[Start of Dataset records]

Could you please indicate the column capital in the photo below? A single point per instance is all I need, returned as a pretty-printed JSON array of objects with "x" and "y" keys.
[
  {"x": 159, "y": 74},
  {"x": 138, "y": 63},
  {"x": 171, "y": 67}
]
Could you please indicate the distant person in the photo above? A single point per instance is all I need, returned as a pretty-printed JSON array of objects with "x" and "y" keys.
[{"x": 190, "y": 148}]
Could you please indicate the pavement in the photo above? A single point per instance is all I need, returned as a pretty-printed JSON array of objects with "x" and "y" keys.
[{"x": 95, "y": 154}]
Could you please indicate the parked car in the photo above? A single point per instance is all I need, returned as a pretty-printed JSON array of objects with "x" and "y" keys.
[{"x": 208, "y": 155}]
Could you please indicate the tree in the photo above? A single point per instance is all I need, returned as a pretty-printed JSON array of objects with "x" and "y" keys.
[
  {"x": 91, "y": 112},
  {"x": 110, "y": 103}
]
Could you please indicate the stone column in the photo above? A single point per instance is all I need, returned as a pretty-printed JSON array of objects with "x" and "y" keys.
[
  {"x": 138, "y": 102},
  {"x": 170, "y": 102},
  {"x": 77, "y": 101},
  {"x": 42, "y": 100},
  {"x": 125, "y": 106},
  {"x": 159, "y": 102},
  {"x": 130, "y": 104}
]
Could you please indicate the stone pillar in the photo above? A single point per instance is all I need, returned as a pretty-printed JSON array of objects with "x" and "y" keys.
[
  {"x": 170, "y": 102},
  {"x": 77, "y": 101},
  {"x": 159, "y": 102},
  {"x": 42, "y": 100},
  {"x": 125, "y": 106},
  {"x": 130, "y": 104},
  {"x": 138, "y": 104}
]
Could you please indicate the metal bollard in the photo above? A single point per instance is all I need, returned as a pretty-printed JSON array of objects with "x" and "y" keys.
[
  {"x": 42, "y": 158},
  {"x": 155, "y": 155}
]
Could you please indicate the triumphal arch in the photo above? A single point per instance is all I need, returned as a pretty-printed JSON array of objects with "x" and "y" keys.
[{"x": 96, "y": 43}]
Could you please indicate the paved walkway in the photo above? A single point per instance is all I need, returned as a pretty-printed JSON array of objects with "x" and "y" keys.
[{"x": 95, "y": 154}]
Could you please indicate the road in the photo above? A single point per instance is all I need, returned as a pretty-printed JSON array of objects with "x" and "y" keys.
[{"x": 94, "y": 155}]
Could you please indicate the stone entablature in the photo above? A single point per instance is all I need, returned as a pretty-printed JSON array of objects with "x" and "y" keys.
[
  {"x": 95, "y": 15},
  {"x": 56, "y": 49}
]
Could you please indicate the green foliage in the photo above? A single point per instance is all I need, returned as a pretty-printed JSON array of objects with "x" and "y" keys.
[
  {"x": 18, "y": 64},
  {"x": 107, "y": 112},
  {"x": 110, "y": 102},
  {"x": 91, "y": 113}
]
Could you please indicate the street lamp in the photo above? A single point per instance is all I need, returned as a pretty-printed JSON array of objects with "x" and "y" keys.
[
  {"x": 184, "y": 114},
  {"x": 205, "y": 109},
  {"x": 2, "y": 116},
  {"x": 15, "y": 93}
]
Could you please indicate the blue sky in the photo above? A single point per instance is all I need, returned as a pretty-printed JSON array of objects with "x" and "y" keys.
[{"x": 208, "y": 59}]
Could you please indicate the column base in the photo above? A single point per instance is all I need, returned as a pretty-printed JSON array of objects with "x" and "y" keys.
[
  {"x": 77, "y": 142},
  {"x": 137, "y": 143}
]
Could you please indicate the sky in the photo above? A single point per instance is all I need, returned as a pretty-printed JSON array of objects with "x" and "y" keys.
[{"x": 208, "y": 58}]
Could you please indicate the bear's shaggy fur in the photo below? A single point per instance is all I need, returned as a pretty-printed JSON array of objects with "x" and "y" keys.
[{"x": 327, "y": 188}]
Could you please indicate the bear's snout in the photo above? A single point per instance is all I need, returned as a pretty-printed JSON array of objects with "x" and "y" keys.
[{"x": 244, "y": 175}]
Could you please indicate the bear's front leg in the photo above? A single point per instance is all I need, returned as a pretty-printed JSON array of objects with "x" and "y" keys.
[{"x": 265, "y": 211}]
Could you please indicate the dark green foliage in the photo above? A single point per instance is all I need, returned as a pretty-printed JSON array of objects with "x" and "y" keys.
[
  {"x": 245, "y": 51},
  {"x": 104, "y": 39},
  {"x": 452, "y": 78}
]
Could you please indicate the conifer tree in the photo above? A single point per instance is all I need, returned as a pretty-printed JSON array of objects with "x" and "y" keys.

[End of Dataset records]

*What is required*: Send back each record exactly as it stands.

*Solution to this task*:
Could you please indicate the column capital in the photo below? A single point per instance is all I need, returned as a pretty-printed JSON array of objects with "x" and "y" keys.
[
  {"x": 159, "y": 74},
  {"x": 138, "y": 63},
  {"x": 171, "y": 67}
]
Could you please indicate the distant person in the photo above? A single point per instance is all I need, returned as a pretty-printed JSON array of objects with "x" and "y" keys.
[{"x": 190, "y": 148}]
Could you please indicate the pavement in the photo above? A single point per instance is all I need, returned as a pretty-printed JSON array of objects with "x" and "y" keys.
[{"x": 95, "y": 154}]
Could you please indicate the parked car in the photo above? A single point per instance is all I need, returned as a pretty-printed JSON array of objects with "x" and "y" keys.
[{"x": 208, "y": 155}]
Could you please indicate the tree in the photo above? A single point per instance is all I need, returned as a pretty-printed JSON array of objects with "x" and "y" keys.
[
  {"x": 91, "y": 112},
  {"x": 110, "y": 103}
]
Could you please indicate the stone column in the photo above? A single point per instance is all I need, returned as a pretty-printed JSON array of objects with "x" and "y" keys.
[
  {"x": 138, "y": 102},
  {"x": 170, "y": 102},
  {"x": 77, "y": 101},
  {"x": 42, "y": 100},
  {"x": 125, "y": 106},
  {"x": 159, "y": 102},
  {"x": 130, "y": 104}
]
Could you please indicate the stone pillar in the photo above? A single point per instance is all I need, returned as a pretty-printed JSON array of objects with "x" and "y" keys.
[
  {"x": 170, "y": 102},
  {"x": 77, "y": 101},
  {"x": 159, "y": 102},
  {"x": 42, "y": 100},
  {"x": 125, "y": 106},
  {"x": 130, "y": 104},
  {"x": 138, "y": 104}
]
Could you please indicate the metal bollard in the photo above? A single point per instance is all I need, returned as a pretty-printed JSON array of objects with "x" and "y" keys.
[
  {"x": 42, "y": 158},
  {"x": 155, "y": 155}
]
Could you please indicate the triumphal arch in the photo above? A single point per instance is all I need, returned as a pretty-printed JSON array of objects with "x" and "y" keys.
[{"x": 96, "y": 43}]
Could you please indicate the paved walkway in the photo above? A single point per instance is all I need, returned as a pretty-printed JSON array of objects with "x" and "y" keys.
[{"x": 95, "y": 154}]
Could you please indicate the road in the photo above? A single point per instance is all I need, returned as a pretty-printed JSON array of objects with "x" and "y" keys.
[{"x": 94, "y": 155}]
Could you please indicate the stone entablature in the photo above? A single point per instance is all I need, returned as a pretty-printed JSON array of objects with "x" and "y" keys.
[
  {"x": 95, "y": 15},
  {"x": 56, "y": 49}
]
Could you please indicate the green foliage in the photo above? A single point per instance is all I need, returned as a pretty-printed JSON array of objects with "x" and "y" keys.
[
  {"x": 18, "y": 64},
  {"x": 107, "y": 112},
  {"x": 110, "y": 102},
  {"x": 91, "y": 113}
]
Could you please indicate the street lamp in the photo above? A single point per instance is all I need, returned as a pretty-printed JSON array of objects with "x" and "y" keys.
[
  {"x": 184, "y": 114},
  {"x": 205, "y": 109},
  {"x": 2, "y": 116},
  {"x": 15, "y": 93}
]
Could you please indicate the blue sky in the photo above? A single point per instance is all I need, returned as a pretty-printed JSON array of objects with "x" and "y" keys.
[{"x": 208, "y": 59}]
Could you please indicate the column base in the photo above? A single point per instance is all I need, returned as a pretty-printed JSON array of objects with "x" and "y" keys.
[
  {"x": 77, "y": 142},
  {"x": 137, "y": 143}
]
Could you please indicate the sky in the photo above? A single point per instance is all I need, returned as a pretty-printed JSON array of objects with "x" and "y" keys.
[{"x": 208, "y": 58}]
Could you please indicate the bear's shaggy fur in the photo below? A single point per instance is all I need, returned as a pretty-printed JSON array of objects with "x" and "y" keys.
[{"x": 327, "y": 188}]
Could you please indicate the bear's snout in the photo above? A single point per instance is all I need, returned as a pretty-printed JSON array of objects with "x" and "y" keys.
[{"x": 244, "y": 175}]
Could you please indicate the bear's front leg in the photo above? A single point per instance is all I need, returned as a pretty-printed JSON array of objects with "x" and "y" keys.
[{"x": 265, "y": 211}]
Could you please indicate the dark green foliage in the photo above? A single point per instance is all I need, returned as a pretty-printed JSON array of objects with "x" and "y" keys.
[
  {"x": 245, "y": 51},
  {"x": 104, "y": 39},
  {"x": 452, "y": 78}
]
Could you please indicate the conifer tree in the photo above? A single point per instance is all I need, returned as a pretty-printed JSON array of objects with "x" and "y" keys.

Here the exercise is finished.